Find every line in the listing below that contains the string "instance", and copy each of those lines in full.

Extracted data entries
* * *

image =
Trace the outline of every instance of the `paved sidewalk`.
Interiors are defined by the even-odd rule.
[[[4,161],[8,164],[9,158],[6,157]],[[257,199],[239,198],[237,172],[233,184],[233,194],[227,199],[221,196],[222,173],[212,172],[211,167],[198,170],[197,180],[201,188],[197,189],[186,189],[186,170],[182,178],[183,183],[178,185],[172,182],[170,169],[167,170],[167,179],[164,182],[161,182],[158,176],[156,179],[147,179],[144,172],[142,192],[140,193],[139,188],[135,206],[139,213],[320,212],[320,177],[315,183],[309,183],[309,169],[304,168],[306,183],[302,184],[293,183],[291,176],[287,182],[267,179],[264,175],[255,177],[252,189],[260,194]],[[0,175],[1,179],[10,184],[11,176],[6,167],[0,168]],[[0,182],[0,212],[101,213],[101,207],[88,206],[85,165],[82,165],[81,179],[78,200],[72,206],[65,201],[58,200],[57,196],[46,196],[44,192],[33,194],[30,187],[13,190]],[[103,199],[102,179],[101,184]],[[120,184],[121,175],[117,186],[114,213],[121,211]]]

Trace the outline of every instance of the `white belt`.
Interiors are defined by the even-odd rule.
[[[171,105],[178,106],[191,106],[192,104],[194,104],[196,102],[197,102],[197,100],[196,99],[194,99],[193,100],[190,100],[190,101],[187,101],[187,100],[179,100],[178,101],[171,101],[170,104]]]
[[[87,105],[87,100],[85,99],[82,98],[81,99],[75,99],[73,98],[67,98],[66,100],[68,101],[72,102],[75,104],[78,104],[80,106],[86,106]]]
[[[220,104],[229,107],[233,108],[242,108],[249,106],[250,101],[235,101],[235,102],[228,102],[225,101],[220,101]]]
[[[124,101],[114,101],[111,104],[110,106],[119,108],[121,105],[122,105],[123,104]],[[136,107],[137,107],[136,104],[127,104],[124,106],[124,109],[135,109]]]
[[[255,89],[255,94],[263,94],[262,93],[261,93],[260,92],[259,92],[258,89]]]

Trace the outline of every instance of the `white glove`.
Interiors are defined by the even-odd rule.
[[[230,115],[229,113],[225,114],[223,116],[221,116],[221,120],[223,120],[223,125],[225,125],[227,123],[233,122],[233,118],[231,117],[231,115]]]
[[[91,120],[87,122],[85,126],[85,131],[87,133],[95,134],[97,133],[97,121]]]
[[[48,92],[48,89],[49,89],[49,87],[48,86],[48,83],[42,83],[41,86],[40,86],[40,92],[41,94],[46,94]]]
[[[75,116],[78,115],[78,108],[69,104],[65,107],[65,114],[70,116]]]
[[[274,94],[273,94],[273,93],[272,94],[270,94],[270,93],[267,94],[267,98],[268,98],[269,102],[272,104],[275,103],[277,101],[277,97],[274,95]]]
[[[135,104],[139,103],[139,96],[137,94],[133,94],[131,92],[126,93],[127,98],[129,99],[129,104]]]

* * *

FULL SOLUTION:
Trace the outline of every instance of the `paved sidewalk`.
Trace the outline of every instance of the `white belt`.
Trace the outline of every instance of the `white glove`.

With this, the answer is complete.